◆ EXPLORE THE MATERIAL
- 1) Edit the text on state abortion restrictions: reproduce everything from "A number of" down to "women and physicians.", replacing "breakdown" with "summary".
- 2) In the text on state abortion restrictions, which Texas bill requires doctors to report abortion complications to the state within 3 days?
───── EXCERPTED PASSAGE
States pass tougher abortion restrictions


A number of states are tightening restrictions for women seeking abortions, while one state – Oregon – has enacted a law that could expand access. Here’s a breakdown of the latest state actions and how they could impact women and physicians.


Under a new Texas law, insurers are banned from covering abortions in most health plans. House Bill 214, signed into law by Texas Gov. Greg Abbott (R) in August, prohibits private, state-offered, and Affordable Care Act insurance plans from including abortion procedures as part of their general coverage. Women must buy additional policies to get the procedure covered. The only exemption is for abortions performed because of a medical emergency.

Another recently enacted Texas law, House Bill 13, requires doctors to report abortion complications to the state within 3 days, and to report personal information about patients such as their age, race, and marital status.


Missouri Gov. Eric Greitens (R) has signed into law a measure that will tighten consent procedures for health providers who offer abortions. Senate Bill 5 requires that all discussions related to abortion risks, methods, and other medical factors be conducted only by the doctor who will perform the abortion. Another part of the bill requires that all tissue removed during an abortion be sent to a pathologist for examination within 72 hours. Current law allows facilities to send just a representative sample of the tissue removed.


A federal judge in Arkansas has temporarily blocked four abortion restrictions that were set to go into effect in August. One of the laws – House Bill 1032 – would bar physicians from performing dilation and evacuation procedures, while House Bill 1566 would require that fetal remains are not used for research. House Bill 1434 would ban abortions performed solely for sex selection and mandates that abortions not be performed until “reasonable time and effort” is spent by health providers to obtain the medical records of the pregnant woman. The fourth law, House Bill 2024, requires physicians who perform abortions on girls under age 17 to preserve fetal tissue in accordance with rules from the Office of the State Crime Laboratory.


Oregon meanwhile appears to be moving in the opposite direction when it comes to abortion regulation. A new law signed by Oregon Gov. Kate Brown (D) in August requires that insurers cover abortion procedures and contraception without charging women a copayment. The Reproductive Health Equity Act also dedicates state funds to provide reproductive health care to noncitizens living in Oregon who are excluded from Medicaid.
──────────
───── SUPPLIED DATA
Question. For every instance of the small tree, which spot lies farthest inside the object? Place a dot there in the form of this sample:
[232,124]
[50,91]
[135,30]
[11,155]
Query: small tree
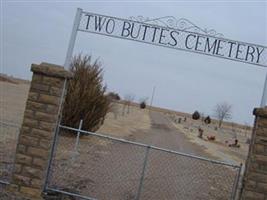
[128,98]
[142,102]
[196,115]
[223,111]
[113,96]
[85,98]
──────────
───── SUPPLIED DATA
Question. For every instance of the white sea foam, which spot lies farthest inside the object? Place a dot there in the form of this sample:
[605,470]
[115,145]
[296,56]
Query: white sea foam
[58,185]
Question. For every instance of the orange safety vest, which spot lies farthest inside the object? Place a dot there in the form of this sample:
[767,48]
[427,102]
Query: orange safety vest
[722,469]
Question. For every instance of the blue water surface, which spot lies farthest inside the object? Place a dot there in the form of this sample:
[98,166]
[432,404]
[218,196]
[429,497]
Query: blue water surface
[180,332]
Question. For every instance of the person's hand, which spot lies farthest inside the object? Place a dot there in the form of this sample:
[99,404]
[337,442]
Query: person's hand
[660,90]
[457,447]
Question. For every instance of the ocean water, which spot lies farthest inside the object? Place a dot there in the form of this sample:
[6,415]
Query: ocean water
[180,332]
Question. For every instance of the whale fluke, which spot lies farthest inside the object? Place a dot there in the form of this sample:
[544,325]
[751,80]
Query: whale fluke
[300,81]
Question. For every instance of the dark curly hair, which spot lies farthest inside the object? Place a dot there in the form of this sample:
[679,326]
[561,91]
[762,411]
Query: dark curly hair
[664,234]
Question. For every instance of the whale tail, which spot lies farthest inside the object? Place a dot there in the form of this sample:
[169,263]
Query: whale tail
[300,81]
──────────
───── SUPPLIED DATA
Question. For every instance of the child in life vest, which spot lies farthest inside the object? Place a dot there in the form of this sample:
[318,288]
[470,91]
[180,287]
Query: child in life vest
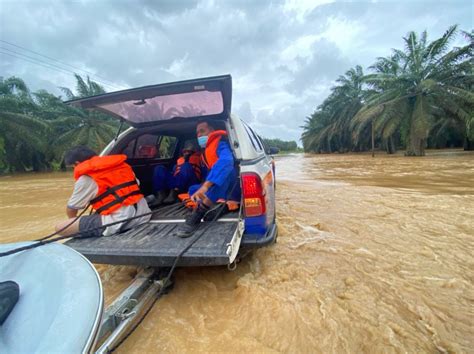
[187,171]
──────────
◆ YOUR WRITTEN ANSWERS
- 1)
A number of states are tightening restrictions for women seeking abortions, while one state – Oregon – has enacted a law that could expand access. Here’s a summary of the latest state actions and how they could impact women and physicians.

- 2) House Bill 13